«Queridos irmãos e irmãs!
Ainda hoje há tanta gente que não conhece
Jesus Cristo. Por isso, continua a revestir-se de grande urgência a missão ad
gentes, na qual são chamados a participar todos os membros da Igreja, pois
esta é, por sua natureza, missionária: a Igreja nasceu «em saída». O Dia
Mundial das Missões é um momento privilegiado para os fiéis dos vários
Continentes se empenharem, com a oração e gestos concretos de solidariedade, no
apoio às Igrejas jovens dos territórios de missão. Trata-se de uma ocorrência
permeada de graça e alegria: de graça, porque o Espírito Santo, enviado pelo
Pai, dá sabedoria e fortaleza a quantos são dóceis à sua acção; de alegria,
porque Jesus Cristo, Filho do Pai, enviado a evangelizar o mundo, sustenta e
acompanha a nossa obra missionária. E, justamente sobre a alegria de Jesus e
dos discípulos missionários, quero propor um ícone bíblico que encontramos no
Evangelho de Lucas (cf. 10, 21-23).

────────

OBJETIVO: Pode prosseguir a mensagem sobre o Dia Mundial das Missões a partir da última frase apresentada?

────────

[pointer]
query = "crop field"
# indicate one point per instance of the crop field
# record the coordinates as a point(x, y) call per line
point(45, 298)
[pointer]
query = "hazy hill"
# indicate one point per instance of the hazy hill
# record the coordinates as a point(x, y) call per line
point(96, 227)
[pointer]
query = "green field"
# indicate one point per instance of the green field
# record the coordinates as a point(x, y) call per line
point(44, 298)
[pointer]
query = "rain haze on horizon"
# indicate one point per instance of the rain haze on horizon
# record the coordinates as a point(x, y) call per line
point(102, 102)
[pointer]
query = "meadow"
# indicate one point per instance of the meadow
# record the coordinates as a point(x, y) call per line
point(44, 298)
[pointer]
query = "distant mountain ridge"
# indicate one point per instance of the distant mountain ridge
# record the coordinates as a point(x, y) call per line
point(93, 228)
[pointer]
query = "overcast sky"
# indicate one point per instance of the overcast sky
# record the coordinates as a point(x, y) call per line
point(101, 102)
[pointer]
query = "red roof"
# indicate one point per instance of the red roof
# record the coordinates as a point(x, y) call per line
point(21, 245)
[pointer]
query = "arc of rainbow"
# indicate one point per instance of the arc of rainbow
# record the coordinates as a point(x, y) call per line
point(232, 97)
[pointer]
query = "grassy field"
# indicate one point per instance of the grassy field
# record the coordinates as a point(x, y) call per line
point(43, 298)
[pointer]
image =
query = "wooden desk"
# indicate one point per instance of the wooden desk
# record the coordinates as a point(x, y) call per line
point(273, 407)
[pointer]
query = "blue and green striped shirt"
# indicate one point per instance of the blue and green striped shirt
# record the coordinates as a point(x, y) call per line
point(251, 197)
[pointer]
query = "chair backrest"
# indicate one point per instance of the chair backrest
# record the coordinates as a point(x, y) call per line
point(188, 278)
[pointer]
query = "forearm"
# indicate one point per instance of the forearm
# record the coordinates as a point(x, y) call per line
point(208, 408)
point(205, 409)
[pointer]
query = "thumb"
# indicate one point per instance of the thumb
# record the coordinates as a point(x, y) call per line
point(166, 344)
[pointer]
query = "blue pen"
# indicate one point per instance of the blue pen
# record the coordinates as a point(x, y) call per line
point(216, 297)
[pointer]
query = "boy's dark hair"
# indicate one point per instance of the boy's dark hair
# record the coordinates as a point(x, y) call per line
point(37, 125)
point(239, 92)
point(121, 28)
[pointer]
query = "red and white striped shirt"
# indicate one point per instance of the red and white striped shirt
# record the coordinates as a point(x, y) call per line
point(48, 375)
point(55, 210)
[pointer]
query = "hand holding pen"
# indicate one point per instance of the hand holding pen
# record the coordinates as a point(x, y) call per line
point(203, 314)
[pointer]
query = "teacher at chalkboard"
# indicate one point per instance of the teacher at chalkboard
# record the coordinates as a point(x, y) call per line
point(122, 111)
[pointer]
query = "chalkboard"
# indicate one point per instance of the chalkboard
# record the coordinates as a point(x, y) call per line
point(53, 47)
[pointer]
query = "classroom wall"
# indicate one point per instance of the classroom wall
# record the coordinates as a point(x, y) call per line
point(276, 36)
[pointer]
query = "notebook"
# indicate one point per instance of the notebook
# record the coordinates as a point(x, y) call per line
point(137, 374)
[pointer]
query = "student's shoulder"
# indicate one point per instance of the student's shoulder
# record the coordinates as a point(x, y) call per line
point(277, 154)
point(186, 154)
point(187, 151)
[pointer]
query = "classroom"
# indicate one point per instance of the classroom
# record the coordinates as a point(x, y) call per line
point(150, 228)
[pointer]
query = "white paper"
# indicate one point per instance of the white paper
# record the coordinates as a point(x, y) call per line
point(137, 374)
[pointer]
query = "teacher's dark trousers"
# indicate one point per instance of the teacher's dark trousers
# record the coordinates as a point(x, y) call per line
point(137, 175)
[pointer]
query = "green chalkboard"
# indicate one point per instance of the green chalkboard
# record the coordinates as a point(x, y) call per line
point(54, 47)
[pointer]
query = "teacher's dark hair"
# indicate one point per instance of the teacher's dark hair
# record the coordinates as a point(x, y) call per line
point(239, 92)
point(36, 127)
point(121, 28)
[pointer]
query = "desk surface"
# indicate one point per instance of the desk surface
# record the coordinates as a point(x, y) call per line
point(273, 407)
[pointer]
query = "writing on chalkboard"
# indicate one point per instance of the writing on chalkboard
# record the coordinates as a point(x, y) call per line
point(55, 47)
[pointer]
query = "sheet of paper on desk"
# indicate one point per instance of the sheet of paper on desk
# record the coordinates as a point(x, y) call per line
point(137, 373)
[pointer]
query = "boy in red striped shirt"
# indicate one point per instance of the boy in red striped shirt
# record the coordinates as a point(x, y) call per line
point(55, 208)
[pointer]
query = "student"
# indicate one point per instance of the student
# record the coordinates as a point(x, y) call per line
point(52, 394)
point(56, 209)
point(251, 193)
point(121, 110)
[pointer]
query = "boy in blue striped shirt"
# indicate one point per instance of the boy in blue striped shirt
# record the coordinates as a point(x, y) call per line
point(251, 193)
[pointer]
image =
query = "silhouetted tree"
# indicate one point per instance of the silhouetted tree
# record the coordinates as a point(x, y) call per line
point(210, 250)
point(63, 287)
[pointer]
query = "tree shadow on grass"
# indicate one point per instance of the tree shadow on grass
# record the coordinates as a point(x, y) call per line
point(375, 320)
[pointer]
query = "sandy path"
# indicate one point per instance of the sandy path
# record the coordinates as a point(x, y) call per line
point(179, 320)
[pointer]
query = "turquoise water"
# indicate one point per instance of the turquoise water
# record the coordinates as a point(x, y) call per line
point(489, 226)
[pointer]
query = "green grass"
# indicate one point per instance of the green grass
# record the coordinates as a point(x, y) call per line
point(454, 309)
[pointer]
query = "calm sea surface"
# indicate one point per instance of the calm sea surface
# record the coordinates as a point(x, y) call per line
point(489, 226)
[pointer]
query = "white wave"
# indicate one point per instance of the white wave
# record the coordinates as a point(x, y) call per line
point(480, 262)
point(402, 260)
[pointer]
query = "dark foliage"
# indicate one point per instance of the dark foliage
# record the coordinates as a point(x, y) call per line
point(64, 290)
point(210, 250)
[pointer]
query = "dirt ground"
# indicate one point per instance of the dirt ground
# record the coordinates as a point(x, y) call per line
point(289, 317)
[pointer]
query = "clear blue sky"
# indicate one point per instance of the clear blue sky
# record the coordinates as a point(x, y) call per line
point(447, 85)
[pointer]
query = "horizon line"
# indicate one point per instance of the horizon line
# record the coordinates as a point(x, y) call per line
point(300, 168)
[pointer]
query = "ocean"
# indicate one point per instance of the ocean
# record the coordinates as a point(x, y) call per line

────────

RESPOSTA DA TAREFA:
1. Narra o evangelista que o Senhor
enviou, dois a dois, os setenta e dois discípulos a anunciar, nas cidades e
aldeias, que o Reino de Deus estava próximo, preparando assim as pessoas para o
encontro com Jesus. Cumprida esta missão de anúncio, os discípulos regressaram
cheios de alegria: a alegria é um traço dominante desta primeira e inesquecível
experiência missionária. O Mestre divino disse-lhes: «Não vos alegreis, porque
os espíritos vos obedecem; alegrai-vos, antes, por estarem os vossos nomes
escritos no Céu. Nesse mesmo instante, Jesus estremeceu de alegria sob a acção
do Espírito Santo e disse: “Bendigo-te, ó Pai (…)”. Voltando-se, depois, para
os discípulos, disse-lhes em particular: “Felizes os olhos que vêem o que
estais a ver”» (Lc 10, 20-21.23).
As cenas apresentadas por Lucas são três:
primeiro, Jesus falou aos discípulos, depois dirigiu-Se ao Pai, para voltar de
novo a falar com eles. Jesus quer tornar os discípulos participantes da sua
alegria, que era diferente e superior àquela que tinham acabado de
experimentar.
2. Os discípulos estavam cheios de
alegria, entusiasmados com o poder de libertar as pessoas dos demónios.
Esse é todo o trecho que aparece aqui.